Source passage:
***

Now, I'm scheduled to visit a kung-fu school and a TKD school.  The kung fu school has great hours, the TKD has decent hours.  Both are in relatively convenient locations.  I live in Chicago's far west suburbs, so I have some options as far as styles go.  There seems to be a lot of TKD schools around.

Any thoughts would be greatly appreciated.  Thanks.


----------



## MJS (Mar 25, 2010)

Spanky said:


> Hi all,
> 
> First of all, this is a great forum. I've learned a lot just by reading the sticky threads.
> 
> ...


 
Welcome to the forum. 

As for your questions...IMO, any art has the potential to give you what you're looking for.  As far as the schools you listed go...are those your only 2 options or were you planning on looking at other things too?

I'd go visit both, watch a few classes, see if you could join in on a trial class, talk to the students, the teacher, get as much info as you can on each, and then decide which school best suits your needs.

Mike


----------



## Hawke (Mar 25, 2010)

Hey Spanky,

I believe that there are a few American Kenpo schools out there in Chicago.

Definitely talk to the instructors in your local area.

Do you have any friends/family that might want to join you in training?  The journey is personal, but it's nice having a buddy with you.

Since you read the "stickies" you know the importance of a good instructor and the possibility of a free first (sometimes a second) free class.

Not all schools (even in the same style) are the same.  So visit the local schools and talk with the instructor and students.  Your comparison analysis may be limited, but the more you visit the better idea you will have to make the analysis.  After a few months you will have an even better idea.  After a few years your eyes will see things in a different light.

When you watch the fighting in the movies do you notice a difference in the movements?  Fights for the camera are usually exaggerated and made bigger for the camera, but you get an idea of the movements.

If you get a chance watch_....

The Perfect Weapon_ (Ed Parker's American Kenpo)

_The Hunted_ (Sayoc Kali)

_Bourne Identity series_ (Filipino Martial Art, staying out of the politics)

These are fun action flicks to watch for the action.  Real life is way different than the silver screen.  When you start your conditioning you're going to discover muscles you never knew existed. (evil grin).

MA is a personal journey.  The guy/gal next to you may be able to perform better, but you should only compare yourself to yourself.  How you train will be up to you.  You get to choose punching air or punching a bag or punching a person (with or without gear).

***

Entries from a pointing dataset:
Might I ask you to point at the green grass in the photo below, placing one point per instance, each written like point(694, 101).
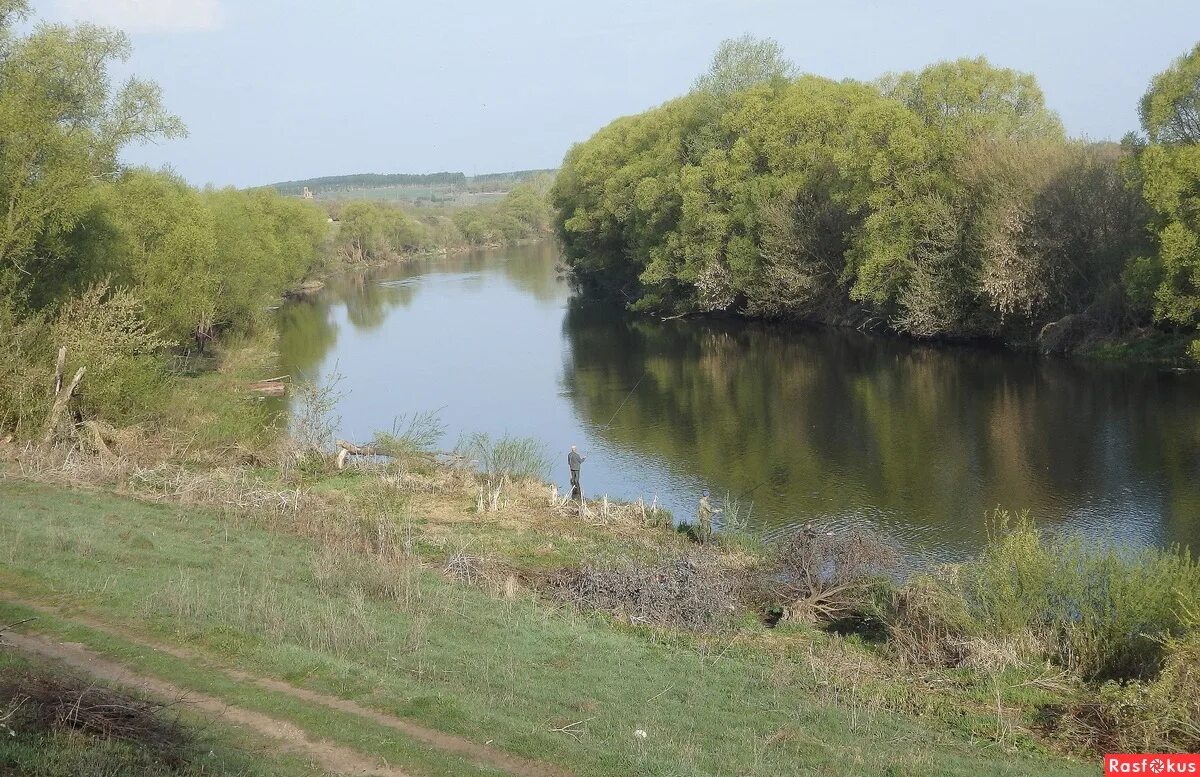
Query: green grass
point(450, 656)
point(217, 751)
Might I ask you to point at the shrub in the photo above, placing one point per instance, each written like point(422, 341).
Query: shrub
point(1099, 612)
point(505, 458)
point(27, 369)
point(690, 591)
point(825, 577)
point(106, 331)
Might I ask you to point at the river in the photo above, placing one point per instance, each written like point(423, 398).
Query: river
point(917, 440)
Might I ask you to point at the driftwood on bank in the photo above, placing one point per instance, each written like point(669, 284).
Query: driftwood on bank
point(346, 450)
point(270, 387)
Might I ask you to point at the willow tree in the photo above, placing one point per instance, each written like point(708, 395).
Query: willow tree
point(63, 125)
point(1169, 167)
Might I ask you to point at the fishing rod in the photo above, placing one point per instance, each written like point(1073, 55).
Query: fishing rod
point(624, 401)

***

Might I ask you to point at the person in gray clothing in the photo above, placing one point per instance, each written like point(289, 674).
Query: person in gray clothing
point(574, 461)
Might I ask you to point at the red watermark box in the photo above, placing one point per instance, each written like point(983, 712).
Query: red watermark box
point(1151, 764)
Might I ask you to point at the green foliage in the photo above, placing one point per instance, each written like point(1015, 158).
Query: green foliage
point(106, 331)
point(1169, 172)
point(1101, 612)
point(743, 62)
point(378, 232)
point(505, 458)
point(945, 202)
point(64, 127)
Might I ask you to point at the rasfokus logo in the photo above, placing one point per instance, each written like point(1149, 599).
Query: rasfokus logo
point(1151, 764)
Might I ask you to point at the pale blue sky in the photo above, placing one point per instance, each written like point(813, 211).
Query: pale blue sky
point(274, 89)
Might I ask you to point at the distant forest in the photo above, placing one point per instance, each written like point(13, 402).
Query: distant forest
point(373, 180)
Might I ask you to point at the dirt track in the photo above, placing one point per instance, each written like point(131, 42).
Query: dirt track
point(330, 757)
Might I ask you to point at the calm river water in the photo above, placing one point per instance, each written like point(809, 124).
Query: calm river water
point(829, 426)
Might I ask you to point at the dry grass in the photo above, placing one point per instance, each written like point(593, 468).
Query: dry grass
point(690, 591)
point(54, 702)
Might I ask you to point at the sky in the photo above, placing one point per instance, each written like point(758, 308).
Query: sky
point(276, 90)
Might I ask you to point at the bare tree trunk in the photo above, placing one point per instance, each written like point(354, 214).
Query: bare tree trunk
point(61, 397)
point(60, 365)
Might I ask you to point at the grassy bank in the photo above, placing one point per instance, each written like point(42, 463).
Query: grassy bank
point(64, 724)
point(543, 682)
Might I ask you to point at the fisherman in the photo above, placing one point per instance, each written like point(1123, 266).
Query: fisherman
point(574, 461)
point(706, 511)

***

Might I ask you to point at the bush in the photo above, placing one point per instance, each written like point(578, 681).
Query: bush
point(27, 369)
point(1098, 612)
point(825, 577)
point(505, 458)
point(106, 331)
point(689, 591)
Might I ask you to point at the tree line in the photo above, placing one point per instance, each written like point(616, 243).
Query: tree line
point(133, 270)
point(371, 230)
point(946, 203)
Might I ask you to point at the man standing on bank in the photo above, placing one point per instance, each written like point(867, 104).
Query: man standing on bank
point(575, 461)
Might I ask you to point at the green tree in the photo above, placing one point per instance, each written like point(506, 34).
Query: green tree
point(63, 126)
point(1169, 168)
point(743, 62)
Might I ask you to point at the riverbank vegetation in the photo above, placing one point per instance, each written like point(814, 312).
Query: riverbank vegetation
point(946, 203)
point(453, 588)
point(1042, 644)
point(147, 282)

***

Work to be completed: Name every movie recommended in the forum thread above about choosing a martial arts school, along with the martial art given in parentheses for each.

Response to this task:
- The Perfect Weapon: Ed Parker's American Kenpo
- The Hunted: Sayoc Kali
- Bourne Identity series: Filipino Martial Art